* **Task details**
Transcribe the lines below exactly, beginning with the line that holds "Can you find the romanian" and ending with the final line, both included. Pictures are to be left out.

Photo-based point labeling data
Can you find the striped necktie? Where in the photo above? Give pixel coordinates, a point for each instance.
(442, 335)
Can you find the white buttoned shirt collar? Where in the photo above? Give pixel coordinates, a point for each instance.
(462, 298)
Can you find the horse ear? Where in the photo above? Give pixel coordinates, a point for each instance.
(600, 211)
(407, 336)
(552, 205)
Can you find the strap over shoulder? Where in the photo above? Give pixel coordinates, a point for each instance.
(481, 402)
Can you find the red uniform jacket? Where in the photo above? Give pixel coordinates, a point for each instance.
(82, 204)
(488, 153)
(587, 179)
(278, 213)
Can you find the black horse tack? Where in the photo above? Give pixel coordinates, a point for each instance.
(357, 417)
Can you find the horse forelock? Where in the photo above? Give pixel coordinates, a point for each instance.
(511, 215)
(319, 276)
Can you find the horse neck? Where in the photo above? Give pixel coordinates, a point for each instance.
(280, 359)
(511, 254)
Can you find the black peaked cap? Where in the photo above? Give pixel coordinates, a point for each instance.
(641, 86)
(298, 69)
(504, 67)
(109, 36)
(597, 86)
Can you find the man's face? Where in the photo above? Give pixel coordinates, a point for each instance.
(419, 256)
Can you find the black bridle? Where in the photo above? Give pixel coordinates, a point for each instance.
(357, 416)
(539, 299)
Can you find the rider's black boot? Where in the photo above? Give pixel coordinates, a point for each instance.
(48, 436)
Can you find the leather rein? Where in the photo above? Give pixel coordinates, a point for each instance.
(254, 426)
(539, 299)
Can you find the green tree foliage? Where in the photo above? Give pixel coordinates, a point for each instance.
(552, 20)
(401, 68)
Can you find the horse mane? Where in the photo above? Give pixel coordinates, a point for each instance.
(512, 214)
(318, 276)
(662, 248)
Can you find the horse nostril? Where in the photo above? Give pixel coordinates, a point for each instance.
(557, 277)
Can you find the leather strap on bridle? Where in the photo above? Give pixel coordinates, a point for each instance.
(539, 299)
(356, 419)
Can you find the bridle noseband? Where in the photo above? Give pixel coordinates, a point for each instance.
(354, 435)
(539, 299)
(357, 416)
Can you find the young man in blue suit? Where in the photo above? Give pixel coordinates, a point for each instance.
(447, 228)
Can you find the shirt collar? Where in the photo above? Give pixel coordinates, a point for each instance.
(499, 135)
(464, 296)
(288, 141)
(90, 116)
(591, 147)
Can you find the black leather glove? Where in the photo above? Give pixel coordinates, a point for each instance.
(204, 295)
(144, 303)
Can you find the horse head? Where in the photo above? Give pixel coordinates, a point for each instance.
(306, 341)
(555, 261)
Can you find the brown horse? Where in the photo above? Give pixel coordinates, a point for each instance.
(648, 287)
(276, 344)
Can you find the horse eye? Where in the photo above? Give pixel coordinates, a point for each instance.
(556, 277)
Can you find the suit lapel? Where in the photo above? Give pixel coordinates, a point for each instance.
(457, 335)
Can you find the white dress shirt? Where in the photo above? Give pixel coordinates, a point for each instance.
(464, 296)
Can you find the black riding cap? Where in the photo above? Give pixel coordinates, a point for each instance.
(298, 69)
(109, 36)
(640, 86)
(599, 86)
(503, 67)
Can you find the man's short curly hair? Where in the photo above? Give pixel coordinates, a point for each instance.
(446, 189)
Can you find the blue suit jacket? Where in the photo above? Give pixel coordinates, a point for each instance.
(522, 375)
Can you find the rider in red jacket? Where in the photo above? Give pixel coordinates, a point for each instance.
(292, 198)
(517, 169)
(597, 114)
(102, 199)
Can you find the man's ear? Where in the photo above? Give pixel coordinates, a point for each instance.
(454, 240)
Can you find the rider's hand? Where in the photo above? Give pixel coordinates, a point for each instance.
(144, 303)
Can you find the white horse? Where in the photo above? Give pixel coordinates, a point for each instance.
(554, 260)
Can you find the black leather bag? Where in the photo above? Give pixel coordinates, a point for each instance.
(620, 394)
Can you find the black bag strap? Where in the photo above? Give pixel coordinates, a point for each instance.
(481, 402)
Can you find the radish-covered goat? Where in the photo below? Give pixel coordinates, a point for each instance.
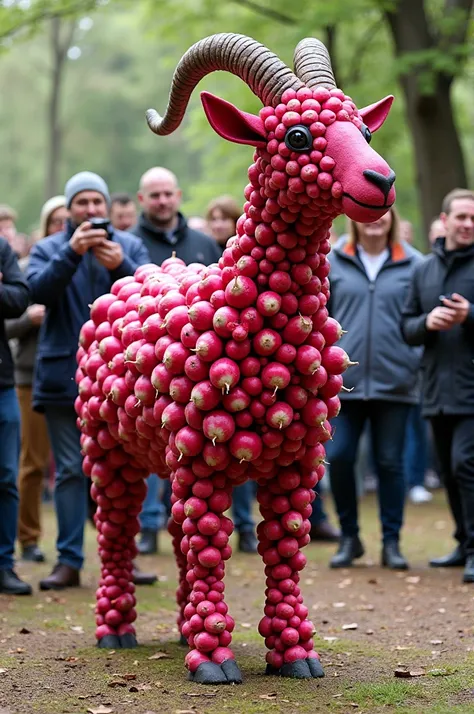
(214, 375)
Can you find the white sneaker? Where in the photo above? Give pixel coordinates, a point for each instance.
(419, 494)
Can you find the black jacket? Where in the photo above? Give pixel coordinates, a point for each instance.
(14, 299)
(448, 359)
(188, 244)
(370, 313)
(67, 284)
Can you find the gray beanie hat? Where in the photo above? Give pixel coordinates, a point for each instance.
(85, 181)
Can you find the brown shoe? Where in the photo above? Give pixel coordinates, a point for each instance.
(62, 576)
(326, 532)
(140, 578)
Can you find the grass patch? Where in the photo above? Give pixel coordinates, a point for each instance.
(390, 693)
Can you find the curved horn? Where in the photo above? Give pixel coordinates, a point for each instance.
(313, 65)
(266, 75)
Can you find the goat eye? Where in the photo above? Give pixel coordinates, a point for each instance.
(366, 133)
(299, 138)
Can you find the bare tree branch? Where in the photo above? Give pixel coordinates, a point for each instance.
(37, 16)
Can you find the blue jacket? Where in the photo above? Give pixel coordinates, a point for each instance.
(388, 368)
(67, 284)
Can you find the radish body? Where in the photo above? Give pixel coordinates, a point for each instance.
(214, 375)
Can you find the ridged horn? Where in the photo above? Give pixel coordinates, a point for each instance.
(266, 75)
(313, 65)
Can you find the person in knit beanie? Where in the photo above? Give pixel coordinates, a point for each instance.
(35, 446)
(67, 271)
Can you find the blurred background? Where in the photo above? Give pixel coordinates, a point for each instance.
(76, 77)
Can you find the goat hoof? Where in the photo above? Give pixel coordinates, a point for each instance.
(315, 667)
(309, 668)
(211, 673)
(232, 671)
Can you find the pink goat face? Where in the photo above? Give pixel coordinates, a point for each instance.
(313, 150)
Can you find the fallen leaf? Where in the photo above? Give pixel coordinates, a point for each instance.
(345, 583)
(201, 694)
(139, 688)
(407, 673)
(160, 655)
(127, 677)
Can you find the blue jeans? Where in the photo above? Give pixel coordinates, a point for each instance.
(153, 512)
(388, 427)
(319, 514)
(71, 486)
(242, 498)
(416, 448)
(9, 460)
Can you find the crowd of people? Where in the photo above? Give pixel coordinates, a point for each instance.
(410, 328)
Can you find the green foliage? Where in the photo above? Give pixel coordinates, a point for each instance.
(126, 64)
(25, 18)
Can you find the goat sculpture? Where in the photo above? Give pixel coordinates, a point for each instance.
(217, 375)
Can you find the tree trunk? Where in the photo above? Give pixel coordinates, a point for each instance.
(59, 47)
(438, 155)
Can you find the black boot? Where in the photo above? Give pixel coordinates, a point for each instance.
(350, 548)
(391, 556)
(456, 559)
(468, 576)
(32, 554)
(10, 584)
(148, 544)
(247, 542)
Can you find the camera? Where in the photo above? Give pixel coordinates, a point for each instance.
(103, 223)
(445, 297)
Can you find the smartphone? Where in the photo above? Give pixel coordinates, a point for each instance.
(103, 223)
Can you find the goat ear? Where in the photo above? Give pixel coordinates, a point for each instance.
(374, 115)
(233, 124)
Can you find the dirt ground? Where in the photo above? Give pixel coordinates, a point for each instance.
(373, 626)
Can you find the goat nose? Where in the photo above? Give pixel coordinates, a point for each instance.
(384, 183)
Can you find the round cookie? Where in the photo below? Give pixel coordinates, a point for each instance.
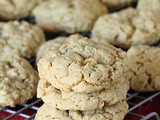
(128, 27)
(80, 101)
(144, 63)
(50, 45)
(18, 81)
(83, 66)
(115, 112)
(118, 3)
(55, 44)
(148, 4)
(13, 9)
(20, 38)
(68, 15)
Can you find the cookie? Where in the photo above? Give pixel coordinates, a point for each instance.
(144, 63)
(118, 3)
(68, 15)
(18, 81)
(80, 101)
(50, 45)
(15, 9)
(115, 112)
(128, 27)
(55, 44)
(148, 4)
(83, 66)
(20, 38)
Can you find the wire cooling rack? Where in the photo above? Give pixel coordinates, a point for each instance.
(134, 99)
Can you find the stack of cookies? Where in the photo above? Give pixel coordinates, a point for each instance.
(83, 80)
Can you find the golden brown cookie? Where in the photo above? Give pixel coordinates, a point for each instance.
(81, 101)
(148, 4)
(55, 44)
(144, 63)
(115, 112)
(128, 27)
(18, 81)
(83, 66)
(13, 9)
(68, 15)
(20, 38)
(50, 45)
(118, 3)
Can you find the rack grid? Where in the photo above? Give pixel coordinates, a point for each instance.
(135, 100)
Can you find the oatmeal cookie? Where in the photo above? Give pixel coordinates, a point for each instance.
(83, 66)
(20, 38)
(68, 15)
(128, 27)
(15, 9)
(148, 4)
(115, 112)
(144, 62)
(80, 101)
(55, 44)
(18, 81)
(118, 3)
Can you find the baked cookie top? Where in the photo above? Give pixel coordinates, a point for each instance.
(117, 3)
(68, 15)
(18, 81)
(12, 9)
(115, 112)
(148, 4)
(55, 44)
(50, 45)
(144, 63)
(128, 27)
(81, 101)
(20, 38)
(83, 66)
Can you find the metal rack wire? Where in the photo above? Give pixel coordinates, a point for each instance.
(131, 98)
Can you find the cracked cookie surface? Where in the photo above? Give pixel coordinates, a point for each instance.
(115, 112)
(144, 62)
(55, 44)
(128, 27)
(117, 3)
(148, 4)
(11, 9)
(20, 38)
(18, 81)
(68, 15)
(81, 101)
(50, 45)
(83, 66)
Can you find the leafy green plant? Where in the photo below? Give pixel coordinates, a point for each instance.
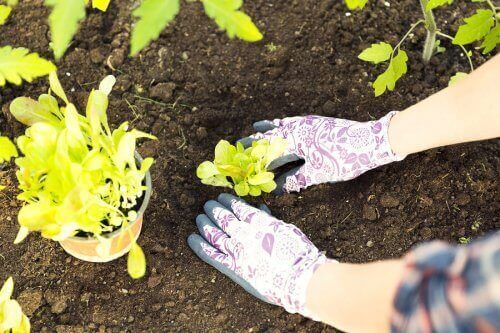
(152, 16)
(245, 170)
(17, 64)
(76, 175)
(483, 26)
(12, 318)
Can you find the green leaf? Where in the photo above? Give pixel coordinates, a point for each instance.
(228, 17)
(18, 64)
(431, 4)
(396, 69)
(63, 23)
(376, 53)
(242, 189)
(7, 149)
(456, 78)
(354, 4)
(136, 262)
(476, 27)
(153, 15)
(261, 178)
(206, 170)
(4, 13)
(29, 112)
(491, 40)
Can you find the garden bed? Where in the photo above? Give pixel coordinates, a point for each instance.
(193, 87)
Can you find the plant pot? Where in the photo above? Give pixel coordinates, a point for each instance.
(85, 248)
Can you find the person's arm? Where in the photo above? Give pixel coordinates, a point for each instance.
(355, 297)
(436, 288)
(467, 111)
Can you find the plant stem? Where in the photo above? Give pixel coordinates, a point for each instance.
(430, 25)
(461, 46)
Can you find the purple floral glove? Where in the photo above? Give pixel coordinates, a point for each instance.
(332, 149)
(271, 259)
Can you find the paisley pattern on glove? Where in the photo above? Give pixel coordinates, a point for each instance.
(276, 258)
(333, 149)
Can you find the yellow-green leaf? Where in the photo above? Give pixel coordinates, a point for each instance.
(153, 15)
(228, 17)
(376, 53)
(17, 64)
(475, 28)
(136, 262)
(4, 13)
(396, 69)
(63, 23)
(7, 149)
(355, 4)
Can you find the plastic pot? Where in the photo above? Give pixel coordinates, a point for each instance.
(86, 248)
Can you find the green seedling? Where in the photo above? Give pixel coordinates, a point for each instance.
(76, 175)
(152, 16)
(12, 318)
(483, 26)
(17, 64)
(244, 170)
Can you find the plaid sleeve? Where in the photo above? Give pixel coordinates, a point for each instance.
(450, 288)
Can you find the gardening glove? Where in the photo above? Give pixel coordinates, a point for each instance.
(331, 149)
(270, 259)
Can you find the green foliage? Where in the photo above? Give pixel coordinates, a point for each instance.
(76, 174)
(228, 17)
(377, 53)
(153, 15)
(475, 28)
(246, 168)
(432, 4)
(4, 13)
(356, 4)
(491, 40)
(7, 149)
(63, 23)
(456, 78)
(17, 65)
(12, 318)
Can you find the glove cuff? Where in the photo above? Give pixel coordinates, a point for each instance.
(380, 128)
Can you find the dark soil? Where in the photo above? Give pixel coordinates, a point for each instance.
(206, 87)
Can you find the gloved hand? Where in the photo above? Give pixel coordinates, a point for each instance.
(269, 258)
(332, 149)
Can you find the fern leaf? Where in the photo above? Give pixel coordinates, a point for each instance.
(153, 15)
(18, 64)
(228, 17)
(63, 22)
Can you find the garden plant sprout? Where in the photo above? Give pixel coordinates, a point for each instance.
(152, 16)
(76, 175)
(483, 26)
(12, 318)
(245, 170)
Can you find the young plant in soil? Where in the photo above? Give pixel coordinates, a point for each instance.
(483, 26)
(152, 17)
(12, 318)
(78, 177)
(245, 170)
(17, 64)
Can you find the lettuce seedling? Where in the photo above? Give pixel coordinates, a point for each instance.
(12, 318)
(483, 25)
(76, 175)
(245, 170)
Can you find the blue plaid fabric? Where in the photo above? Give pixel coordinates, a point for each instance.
(450, 289)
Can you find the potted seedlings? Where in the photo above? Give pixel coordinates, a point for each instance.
(83, 184)
(12, 318)
(245, 170)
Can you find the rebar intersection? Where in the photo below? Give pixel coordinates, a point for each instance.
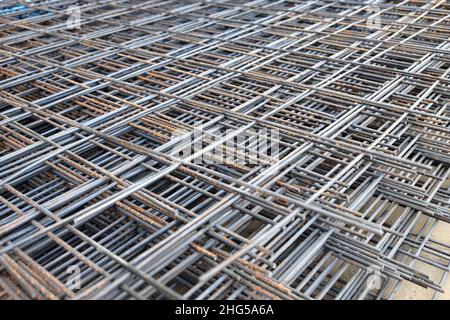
(91, 179)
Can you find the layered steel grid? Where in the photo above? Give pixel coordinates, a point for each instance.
(91, 178)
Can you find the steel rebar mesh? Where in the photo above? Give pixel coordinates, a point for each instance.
(92, 178)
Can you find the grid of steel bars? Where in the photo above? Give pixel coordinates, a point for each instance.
(91, 179)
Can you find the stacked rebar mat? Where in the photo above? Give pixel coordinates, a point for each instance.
(108, 191)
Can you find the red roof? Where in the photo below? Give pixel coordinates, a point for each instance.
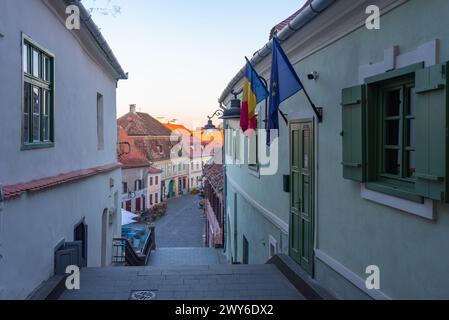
(129, 155)
(214, 174)
(177, 127)
(142, 124)
(277, 28)
(53, 181)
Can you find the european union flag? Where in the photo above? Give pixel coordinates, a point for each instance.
(284, 83)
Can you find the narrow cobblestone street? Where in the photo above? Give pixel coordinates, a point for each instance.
(215, 282)
(182, 268)
(183, 224)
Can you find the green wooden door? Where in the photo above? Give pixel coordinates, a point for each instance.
(301, 197)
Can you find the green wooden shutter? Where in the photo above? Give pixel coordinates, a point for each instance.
(431, 132)
(353, 133)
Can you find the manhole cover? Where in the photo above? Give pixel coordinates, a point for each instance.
(142, 295)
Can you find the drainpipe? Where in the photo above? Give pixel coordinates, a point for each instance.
(313, 9)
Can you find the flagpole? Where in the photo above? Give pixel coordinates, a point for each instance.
(265, 82)
(318, 111)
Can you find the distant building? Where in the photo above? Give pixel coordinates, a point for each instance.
(213, 206)
(156, 142)
(154, 186)
(59, 170)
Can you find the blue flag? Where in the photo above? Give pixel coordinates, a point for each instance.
(284, 83)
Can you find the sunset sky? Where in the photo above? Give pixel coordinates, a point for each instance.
(181, 54)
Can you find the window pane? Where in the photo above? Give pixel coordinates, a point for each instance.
(46, 128)
(411, 168)
(36, 114)
(412, 101)
(392, 165)
(410, 132)
(26, 111)
(25, 58)
(392, 103)
(46, 68)
(392, 132)
(36, 63)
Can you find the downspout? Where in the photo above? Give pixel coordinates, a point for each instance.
(313, 9)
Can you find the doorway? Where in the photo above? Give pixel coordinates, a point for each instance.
(104, 237)
(302, 164)
(80, 234)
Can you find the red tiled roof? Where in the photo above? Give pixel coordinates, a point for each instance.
(277, 28)
(214, 174)
(135, 158)
(16, 190)
(155, 149)
(142, 124)
(154, 170)
(177, 127)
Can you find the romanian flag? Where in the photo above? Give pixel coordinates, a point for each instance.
(254, 91)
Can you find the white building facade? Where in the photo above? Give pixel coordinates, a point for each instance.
(58, 165)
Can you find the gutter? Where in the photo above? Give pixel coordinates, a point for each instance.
(312, 10)
(92, 28)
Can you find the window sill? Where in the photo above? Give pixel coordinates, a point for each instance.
(254, 170)
(394, 191)
(32, 146)
(426, 209)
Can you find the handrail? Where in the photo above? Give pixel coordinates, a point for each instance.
(133, 258)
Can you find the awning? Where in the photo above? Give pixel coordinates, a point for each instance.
(128, 217)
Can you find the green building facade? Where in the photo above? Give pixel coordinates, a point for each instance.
(367, 186)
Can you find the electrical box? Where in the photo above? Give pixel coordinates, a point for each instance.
(2, 198)
(286, 181)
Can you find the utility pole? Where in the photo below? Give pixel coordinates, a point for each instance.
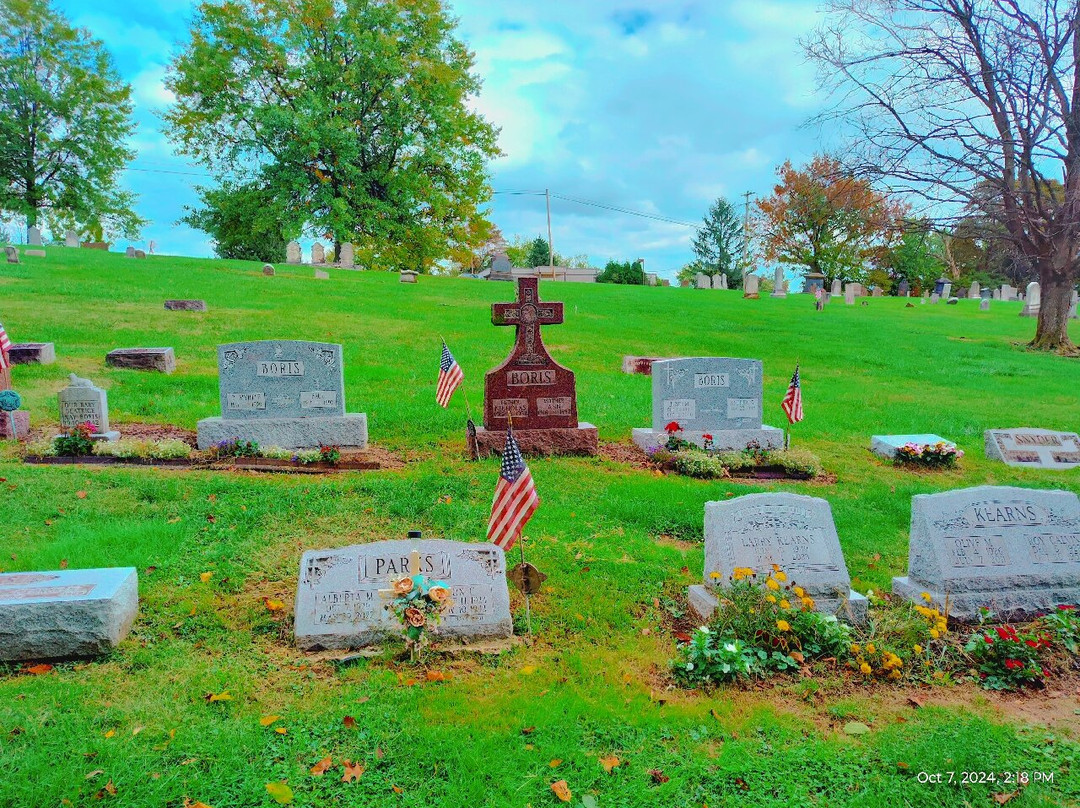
(551, 244)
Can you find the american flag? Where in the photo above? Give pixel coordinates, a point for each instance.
(515, 497)
(449, 377)
(793, 400)
(4, 347)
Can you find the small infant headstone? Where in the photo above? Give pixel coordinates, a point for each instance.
(1041, 448)
(65, 614)
(342, 594)
(1014, 551)
(80, 402)
(794, 532)
(161, 360)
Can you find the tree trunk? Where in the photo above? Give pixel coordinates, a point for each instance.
(1056, 282)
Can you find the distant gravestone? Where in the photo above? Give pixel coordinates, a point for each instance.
(342, 594)
(1031, 300)
(185, 306)
(888, 446)
(1014, 551)
(162, 360)
(709, 395)
(1040, 448)
(285, 393)
(32, 353)
(80, 402)
(795, 533)
(65, 614)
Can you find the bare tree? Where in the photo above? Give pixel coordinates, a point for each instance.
(953, 98)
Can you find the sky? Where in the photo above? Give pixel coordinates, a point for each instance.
(657, 107)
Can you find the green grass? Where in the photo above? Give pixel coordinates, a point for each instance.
(610, 537)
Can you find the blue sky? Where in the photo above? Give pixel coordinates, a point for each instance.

* **Completed exercise**
Can you find the romanian flag? Where in the photo above? Give pixel coordinates, a point for each instance.
(254, 91)
Can you find the white building facade? Where in the photo above? Give pixel coordinates, a point for each instance.
(58, 165)
Can you find the gutter? Where in the photo above? Give pixel coordinates, a point for each instance.
(312, 10)
(92, 28)
Can you find the window sill? Where in the photo above? Give pixel coordinates, a point for each instance.
(254, 170)
(394, 191)
(32, 146)
(426, 209)
Can you find the handrail? Where in the photo above? Give pixel coordinates, a point for each instance.
(133, 258)
Can you find the awning? Where in the photo above? Give pixel coordinates, a point for each instance.
(128, 217)
Can you find the green building facade? Where in the photo above? Give pixel coordinates, a point for each instance.
(367, 186)
Can you find the electrical box? Where in the photo above? Give pixel coordinates, a point for each instance.
(2, 198)
(286, 181)
Can you find the utility pole? Where in the photo below? Give pixel coordinates, a point for each instance.
(551, 244)
Can you find the american flag? Where in the photo above? Give pixel coordinates, a point for each instance.
(515, 497)
(449, 377)
(793, 400)
(4, 347)
Can you find the small infant headstone? Where in the photo above? Give pixel coordinates, a point for each instance.
(1041, 448)
(65, 614)
(342, 594)
(1014, 551)
(80, 402)
(794, 532)
(161, 360)
Can you find the tree trunk? Where in the photo above? Give pixel coordinates, a point for each instance.
(1056, 282)
Can you find the distant gravestone? Where in the photo above? Give pixel coordinates, a point for each instance.
(342, 594)
(1031, 300)
(185, 306)
(888, 446)
(1014, 551)
(162, 360)
(709, 395)
(1040, 448)
(285, 393)
(32, 353)
(80, 402)
(795, 533)
(65, 614)
Can you find the bare tree? Where in the photo above? Give pixel coordinates, a point for each instance.
(953, 98)
Can you find the sky? Where in the photo above? Give pixel coordinates, a point for each instance.
(657, 107)
Can you find the green grass? Where in the photo above? Give pixel coordinates, a point for each instance.
(610, 537)
Can you find the blue sky? Where in the photo above? Give pixel coordinates, a point for each instance.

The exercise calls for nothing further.